(Point placement records)
____________________

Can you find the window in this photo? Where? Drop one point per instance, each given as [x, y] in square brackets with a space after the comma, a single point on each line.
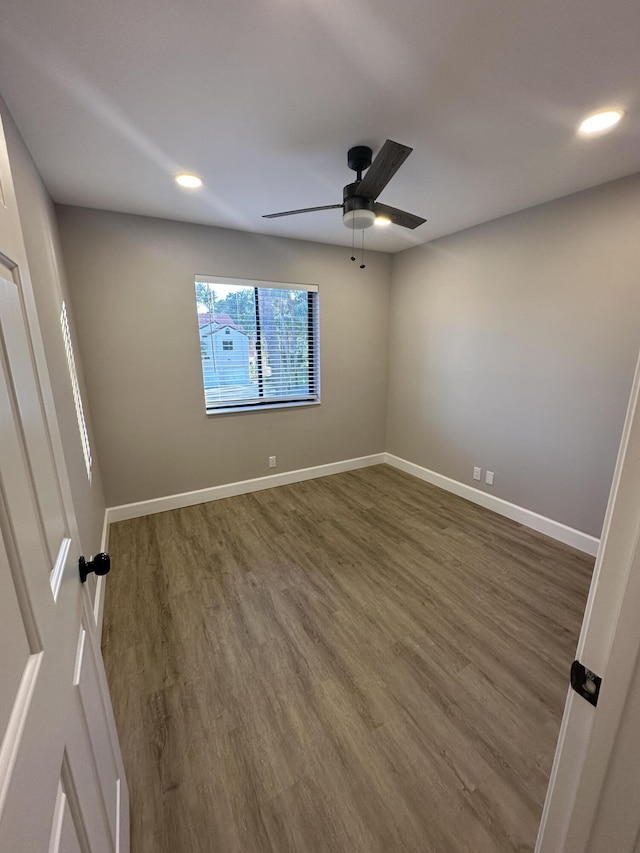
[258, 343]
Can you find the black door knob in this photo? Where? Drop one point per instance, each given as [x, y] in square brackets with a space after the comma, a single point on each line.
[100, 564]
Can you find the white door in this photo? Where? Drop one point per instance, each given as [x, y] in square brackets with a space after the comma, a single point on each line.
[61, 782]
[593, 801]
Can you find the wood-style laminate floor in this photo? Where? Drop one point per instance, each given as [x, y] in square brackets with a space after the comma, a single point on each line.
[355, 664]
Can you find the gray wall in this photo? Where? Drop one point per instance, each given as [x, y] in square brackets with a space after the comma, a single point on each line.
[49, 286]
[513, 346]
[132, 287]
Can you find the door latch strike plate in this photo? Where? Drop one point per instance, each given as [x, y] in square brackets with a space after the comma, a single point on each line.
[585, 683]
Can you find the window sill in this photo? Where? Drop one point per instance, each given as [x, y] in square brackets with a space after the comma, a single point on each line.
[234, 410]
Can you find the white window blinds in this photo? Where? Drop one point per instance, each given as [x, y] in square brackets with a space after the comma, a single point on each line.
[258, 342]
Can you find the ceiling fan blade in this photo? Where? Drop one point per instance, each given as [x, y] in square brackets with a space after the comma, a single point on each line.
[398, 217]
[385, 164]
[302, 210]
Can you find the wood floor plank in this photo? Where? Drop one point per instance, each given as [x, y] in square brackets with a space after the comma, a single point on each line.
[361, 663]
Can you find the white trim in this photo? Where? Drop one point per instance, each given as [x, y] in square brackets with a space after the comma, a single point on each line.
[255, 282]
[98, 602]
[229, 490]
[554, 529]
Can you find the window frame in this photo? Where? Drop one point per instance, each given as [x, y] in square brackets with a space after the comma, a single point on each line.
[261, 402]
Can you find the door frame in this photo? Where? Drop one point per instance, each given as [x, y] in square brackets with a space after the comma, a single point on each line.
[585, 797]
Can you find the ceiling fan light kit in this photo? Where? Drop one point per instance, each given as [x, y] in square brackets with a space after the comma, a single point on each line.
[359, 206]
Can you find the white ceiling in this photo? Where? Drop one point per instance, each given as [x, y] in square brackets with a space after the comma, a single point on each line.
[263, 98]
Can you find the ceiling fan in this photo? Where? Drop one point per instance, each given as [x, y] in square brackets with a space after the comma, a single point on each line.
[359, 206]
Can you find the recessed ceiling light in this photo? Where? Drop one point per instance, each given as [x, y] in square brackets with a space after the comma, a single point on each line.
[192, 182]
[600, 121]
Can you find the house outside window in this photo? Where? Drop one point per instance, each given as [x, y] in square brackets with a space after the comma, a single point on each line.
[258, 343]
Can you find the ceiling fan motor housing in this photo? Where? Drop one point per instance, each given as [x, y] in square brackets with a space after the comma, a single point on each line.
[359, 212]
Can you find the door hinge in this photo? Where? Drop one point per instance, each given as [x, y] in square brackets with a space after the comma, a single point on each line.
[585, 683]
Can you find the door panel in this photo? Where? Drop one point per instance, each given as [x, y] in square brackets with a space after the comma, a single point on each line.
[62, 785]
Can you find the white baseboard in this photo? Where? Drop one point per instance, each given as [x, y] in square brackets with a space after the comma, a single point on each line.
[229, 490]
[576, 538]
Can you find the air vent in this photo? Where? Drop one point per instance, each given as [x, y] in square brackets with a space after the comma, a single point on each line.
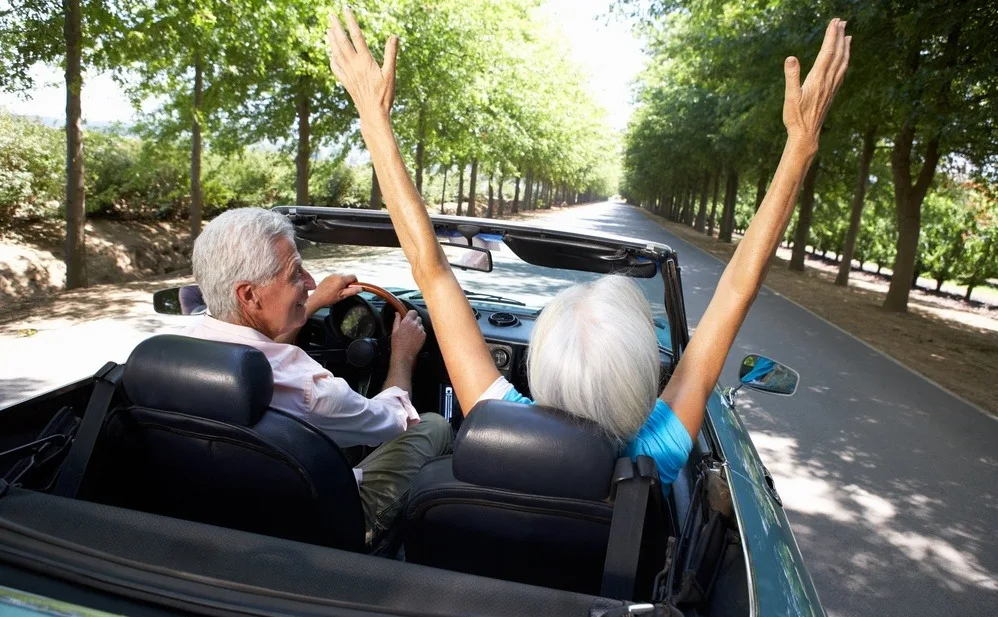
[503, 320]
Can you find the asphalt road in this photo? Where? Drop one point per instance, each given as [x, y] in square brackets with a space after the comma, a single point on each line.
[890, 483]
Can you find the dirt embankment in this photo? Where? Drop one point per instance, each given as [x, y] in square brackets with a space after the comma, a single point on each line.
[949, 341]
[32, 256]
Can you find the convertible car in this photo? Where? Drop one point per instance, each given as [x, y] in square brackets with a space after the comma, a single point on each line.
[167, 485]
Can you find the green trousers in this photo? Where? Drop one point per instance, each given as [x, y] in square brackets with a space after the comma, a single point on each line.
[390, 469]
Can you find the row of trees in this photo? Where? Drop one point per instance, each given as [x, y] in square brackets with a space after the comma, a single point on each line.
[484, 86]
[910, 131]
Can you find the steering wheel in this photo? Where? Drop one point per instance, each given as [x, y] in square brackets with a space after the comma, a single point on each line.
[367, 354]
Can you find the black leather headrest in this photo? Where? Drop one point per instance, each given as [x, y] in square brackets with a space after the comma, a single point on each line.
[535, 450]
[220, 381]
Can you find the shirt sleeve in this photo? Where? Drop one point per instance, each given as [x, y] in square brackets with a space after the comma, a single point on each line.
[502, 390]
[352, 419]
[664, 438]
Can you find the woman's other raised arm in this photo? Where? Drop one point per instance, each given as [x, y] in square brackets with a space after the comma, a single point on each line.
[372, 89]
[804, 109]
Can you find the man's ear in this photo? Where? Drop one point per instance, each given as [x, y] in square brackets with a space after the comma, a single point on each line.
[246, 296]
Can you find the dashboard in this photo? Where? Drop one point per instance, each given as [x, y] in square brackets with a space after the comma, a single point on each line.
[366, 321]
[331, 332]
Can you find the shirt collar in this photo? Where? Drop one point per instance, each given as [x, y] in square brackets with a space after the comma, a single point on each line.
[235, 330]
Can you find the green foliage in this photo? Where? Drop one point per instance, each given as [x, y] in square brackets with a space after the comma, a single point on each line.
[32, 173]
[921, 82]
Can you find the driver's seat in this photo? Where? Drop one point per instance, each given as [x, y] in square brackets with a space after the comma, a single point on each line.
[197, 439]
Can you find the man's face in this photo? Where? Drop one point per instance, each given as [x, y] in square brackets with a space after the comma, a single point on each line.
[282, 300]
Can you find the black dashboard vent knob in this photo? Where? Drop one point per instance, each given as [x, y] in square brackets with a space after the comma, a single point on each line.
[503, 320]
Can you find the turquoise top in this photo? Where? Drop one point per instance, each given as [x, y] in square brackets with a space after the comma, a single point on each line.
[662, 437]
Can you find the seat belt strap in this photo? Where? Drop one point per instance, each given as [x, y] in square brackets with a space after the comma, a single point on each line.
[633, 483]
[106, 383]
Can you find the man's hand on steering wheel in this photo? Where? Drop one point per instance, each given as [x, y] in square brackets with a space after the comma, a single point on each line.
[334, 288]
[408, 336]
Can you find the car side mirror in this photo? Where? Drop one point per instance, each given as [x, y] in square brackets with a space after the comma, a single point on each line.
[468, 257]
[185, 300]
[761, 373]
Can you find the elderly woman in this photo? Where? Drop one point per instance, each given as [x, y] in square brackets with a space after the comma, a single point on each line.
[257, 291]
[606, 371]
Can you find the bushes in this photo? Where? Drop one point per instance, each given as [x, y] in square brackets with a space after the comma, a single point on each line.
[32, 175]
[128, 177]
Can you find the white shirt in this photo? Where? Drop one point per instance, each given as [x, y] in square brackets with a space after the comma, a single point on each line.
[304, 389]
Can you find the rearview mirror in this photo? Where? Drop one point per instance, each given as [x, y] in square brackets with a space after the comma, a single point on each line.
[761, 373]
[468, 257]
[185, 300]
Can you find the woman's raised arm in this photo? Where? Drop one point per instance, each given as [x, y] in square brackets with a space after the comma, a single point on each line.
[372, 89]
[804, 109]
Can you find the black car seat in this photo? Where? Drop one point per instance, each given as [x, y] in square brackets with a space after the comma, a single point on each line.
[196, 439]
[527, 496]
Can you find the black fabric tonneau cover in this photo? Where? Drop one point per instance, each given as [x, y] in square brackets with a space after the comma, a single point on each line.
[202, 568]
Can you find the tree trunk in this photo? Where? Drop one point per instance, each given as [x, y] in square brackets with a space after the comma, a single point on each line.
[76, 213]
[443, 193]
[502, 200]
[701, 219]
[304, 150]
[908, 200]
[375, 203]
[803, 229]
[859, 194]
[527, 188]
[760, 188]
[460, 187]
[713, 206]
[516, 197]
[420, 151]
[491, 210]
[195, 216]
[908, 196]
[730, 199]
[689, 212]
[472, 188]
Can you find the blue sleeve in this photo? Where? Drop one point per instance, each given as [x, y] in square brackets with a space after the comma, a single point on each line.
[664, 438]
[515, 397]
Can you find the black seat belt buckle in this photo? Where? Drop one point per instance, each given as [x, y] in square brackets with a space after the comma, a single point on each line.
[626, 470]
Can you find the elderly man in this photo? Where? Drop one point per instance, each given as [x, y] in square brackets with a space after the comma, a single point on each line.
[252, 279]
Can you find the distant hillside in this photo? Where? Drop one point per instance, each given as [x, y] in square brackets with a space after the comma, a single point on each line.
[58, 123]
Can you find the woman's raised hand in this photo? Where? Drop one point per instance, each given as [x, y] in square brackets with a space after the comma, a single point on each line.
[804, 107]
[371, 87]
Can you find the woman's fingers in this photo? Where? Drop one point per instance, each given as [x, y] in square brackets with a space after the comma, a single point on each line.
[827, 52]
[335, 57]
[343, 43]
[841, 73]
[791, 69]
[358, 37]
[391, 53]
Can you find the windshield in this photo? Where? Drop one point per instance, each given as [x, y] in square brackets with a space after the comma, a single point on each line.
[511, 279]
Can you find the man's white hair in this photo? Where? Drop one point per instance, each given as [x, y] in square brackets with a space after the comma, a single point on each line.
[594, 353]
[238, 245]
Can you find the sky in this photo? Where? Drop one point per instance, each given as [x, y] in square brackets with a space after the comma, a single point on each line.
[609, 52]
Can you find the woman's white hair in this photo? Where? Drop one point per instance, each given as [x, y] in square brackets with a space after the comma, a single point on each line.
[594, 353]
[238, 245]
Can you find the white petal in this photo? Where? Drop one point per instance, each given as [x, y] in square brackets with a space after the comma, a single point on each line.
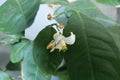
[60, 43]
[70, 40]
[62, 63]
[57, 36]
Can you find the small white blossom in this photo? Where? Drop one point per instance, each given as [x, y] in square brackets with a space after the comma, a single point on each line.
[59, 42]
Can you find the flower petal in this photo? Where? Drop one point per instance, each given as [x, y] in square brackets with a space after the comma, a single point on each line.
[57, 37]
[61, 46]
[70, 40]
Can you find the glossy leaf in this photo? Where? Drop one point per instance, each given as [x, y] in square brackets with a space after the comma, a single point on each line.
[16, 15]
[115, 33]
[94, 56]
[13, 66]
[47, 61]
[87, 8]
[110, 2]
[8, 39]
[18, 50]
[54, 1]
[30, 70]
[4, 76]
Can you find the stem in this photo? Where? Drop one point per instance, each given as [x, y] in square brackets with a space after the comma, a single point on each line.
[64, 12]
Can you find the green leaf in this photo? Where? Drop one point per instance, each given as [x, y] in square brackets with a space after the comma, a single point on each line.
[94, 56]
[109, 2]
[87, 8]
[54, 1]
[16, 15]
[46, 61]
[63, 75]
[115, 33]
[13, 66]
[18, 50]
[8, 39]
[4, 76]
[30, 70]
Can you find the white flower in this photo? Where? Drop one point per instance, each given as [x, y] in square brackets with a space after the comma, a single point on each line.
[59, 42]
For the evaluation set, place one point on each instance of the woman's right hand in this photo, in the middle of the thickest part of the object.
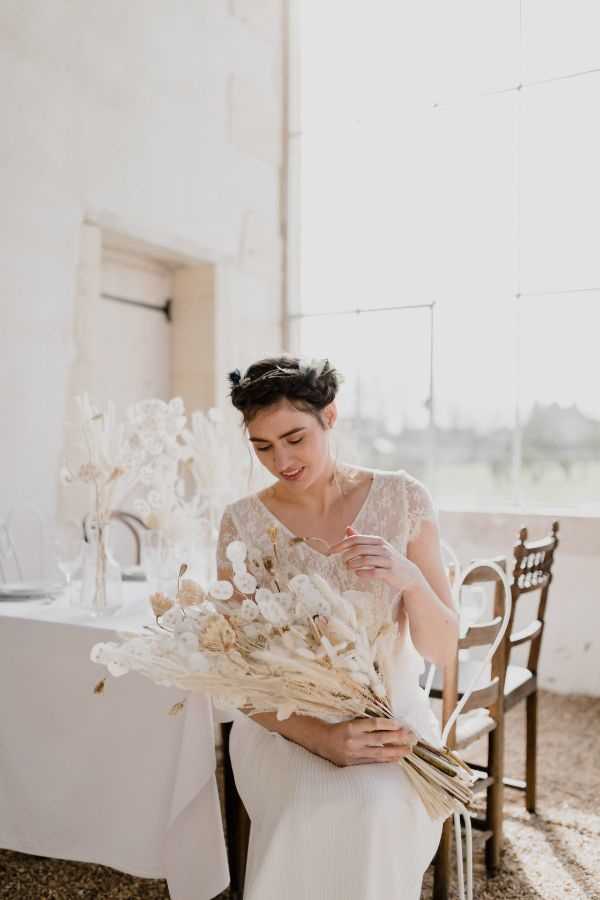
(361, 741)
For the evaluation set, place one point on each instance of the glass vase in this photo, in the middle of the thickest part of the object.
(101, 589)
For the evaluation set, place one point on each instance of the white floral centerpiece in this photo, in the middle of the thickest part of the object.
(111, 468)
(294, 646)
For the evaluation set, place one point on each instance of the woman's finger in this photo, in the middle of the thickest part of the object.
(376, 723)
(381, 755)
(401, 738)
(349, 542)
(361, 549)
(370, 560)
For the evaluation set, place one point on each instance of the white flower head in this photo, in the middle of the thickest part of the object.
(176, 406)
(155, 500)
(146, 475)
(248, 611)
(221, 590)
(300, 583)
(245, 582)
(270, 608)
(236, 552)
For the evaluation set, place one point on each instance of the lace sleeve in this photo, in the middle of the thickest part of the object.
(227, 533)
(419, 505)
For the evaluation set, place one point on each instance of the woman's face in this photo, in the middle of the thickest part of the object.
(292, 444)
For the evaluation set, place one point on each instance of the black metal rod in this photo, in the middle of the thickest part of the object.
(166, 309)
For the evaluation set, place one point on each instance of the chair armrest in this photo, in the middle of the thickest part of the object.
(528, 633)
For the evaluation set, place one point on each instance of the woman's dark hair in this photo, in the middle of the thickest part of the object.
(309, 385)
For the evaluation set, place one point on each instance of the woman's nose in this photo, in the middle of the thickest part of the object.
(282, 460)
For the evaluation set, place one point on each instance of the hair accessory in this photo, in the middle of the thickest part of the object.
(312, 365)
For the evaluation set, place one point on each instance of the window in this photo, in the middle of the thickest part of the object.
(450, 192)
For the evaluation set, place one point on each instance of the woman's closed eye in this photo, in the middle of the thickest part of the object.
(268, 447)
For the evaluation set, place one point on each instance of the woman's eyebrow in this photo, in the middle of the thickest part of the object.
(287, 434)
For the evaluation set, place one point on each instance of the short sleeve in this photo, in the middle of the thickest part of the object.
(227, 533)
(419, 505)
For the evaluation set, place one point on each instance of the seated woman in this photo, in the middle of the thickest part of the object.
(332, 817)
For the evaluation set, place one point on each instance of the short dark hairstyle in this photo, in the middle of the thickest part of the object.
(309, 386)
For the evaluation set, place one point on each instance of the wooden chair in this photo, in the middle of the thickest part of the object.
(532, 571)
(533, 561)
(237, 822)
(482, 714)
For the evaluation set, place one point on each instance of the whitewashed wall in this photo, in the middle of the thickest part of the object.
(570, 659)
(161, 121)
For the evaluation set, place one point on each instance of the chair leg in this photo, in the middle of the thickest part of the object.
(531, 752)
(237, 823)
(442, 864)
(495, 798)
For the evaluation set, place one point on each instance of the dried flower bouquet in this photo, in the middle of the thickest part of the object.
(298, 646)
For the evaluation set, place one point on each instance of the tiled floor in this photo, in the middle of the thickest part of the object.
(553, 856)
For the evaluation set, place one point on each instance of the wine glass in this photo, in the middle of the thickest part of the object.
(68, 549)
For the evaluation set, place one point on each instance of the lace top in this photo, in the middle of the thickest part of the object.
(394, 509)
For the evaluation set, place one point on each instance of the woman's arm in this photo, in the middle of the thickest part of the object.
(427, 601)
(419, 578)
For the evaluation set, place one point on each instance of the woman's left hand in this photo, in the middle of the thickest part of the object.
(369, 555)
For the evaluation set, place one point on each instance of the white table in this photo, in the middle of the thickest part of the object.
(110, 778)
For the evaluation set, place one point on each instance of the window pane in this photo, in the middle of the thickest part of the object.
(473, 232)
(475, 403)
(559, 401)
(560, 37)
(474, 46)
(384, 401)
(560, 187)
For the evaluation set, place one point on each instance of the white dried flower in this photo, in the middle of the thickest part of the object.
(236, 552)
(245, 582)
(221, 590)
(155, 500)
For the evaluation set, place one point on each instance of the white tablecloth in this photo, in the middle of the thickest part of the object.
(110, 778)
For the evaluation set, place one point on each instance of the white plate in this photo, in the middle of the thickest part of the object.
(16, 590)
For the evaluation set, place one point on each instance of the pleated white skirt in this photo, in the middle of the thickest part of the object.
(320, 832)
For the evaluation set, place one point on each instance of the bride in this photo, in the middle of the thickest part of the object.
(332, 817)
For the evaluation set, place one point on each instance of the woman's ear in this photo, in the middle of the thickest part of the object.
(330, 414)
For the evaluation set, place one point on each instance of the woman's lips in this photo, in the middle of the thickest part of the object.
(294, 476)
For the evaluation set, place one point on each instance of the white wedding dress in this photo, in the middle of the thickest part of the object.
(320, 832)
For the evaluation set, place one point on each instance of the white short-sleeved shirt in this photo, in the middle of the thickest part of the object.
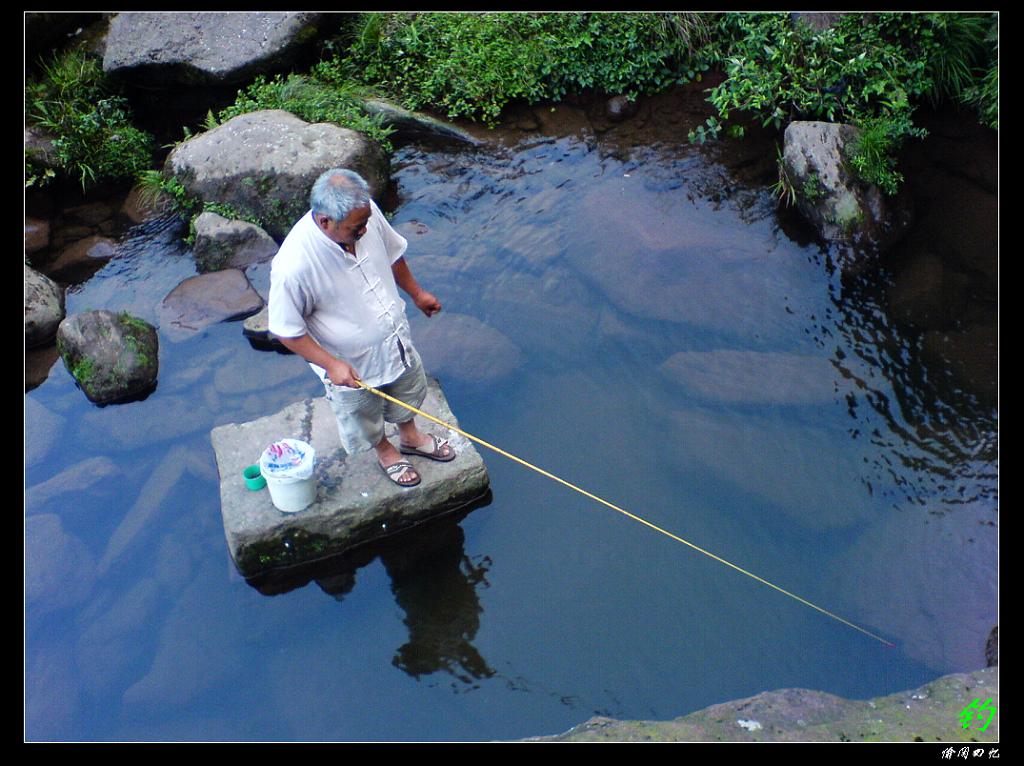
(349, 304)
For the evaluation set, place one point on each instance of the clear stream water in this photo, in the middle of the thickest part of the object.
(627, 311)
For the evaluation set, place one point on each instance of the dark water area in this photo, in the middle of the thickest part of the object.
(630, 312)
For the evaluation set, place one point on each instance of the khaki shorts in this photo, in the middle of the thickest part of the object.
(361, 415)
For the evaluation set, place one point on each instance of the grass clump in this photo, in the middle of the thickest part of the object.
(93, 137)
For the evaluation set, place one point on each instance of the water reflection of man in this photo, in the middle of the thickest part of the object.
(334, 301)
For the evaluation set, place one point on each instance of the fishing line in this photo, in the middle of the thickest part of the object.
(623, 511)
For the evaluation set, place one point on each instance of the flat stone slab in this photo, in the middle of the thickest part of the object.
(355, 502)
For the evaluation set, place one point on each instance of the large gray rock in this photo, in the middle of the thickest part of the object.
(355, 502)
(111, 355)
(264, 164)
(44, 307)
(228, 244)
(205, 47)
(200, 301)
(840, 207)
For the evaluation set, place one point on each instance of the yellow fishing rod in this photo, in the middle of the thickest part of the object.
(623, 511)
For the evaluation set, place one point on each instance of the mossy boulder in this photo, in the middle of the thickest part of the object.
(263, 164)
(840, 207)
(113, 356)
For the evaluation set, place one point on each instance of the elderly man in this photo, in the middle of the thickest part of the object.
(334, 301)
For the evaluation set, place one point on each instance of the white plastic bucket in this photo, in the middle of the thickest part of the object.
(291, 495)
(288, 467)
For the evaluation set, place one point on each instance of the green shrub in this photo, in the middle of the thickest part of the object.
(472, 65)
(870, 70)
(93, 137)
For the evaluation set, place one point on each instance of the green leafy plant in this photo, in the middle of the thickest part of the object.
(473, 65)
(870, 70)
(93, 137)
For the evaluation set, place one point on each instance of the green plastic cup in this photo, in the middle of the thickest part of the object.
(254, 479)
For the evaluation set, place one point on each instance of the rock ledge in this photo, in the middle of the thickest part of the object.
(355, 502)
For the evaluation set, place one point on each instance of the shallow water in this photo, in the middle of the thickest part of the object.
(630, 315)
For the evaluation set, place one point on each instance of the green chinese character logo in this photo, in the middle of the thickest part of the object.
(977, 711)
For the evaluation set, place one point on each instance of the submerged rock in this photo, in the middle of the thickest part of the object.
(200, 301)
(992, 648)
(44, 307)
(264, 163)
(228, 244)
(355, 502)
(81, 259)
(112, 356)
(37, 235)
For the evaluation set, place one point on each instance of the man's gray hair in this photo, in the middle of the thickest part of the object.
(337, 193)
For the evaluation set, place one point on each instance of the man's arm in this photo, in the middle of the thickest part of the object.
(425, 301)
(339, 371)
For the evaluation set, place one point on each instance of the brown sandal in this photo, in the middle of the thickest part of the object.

____________________

- [TASK DETAILS]: Transcribe, word for word, every line from the one containing "the white plastic" through the final line of the entries, and nothing else.

- [REPLY TO THE TASK]:
For the evaluation set, place one point on each instance of the white plastic bucket in this photo, in the middle of the thickest part of the object.
(291, 495)
(288, 467)
For the evaluation set, place one point on each instance of the green shrub in this photo, in the middle of the thickest part of the object.
(472, 65)
(870, 70)
(93, 137)
For the evaluation set, place one point on each instance of the green leafy plant in this photo, in the middle of the thickest part of the object.
(473, 65)
(870, 70)
(93, 137)
For the evaluation set, place one point on each instance of the green plastic cup in this photo, in the middle of the thickest part of the object.
(254, 479)
For the evaluation set, place one point on each instance of the rock ledge in this photo, in the middle of the thickest part of the object.
(355, 502)
For the evaluation set, place one point on each instance of the shallow water in this photo, in the middle of the thickest part of the object.
(630, 315)
For the evaluation set, place one point on each instance of the green chinese character logo in this photo, in the middle of the thickest part of the object.
(977, 711)
For the evaluation set, place one point on each instance of the submerged rock in this photo, in the middle of the thickest part of the object.
(200, 301)
(992, 648)
(44, 307)
(264, 163)
(228, 244)
(355, 502)
(81, 259)
(112, 356)
(37, 235)
For the evaluation set, place one point on each instance of the man's gray hair in this photo, in the middle of the thickest part of the object.
(337, 193)
For the evaluation set, place one point on each instance of the man's arm in this photo, in the middle of the thickest part of the object.
(425, 301)
(339, 371)
For the evaluation set, place one point on each instance of the brown sandal in this photo, in the middle of the thickest part of the object.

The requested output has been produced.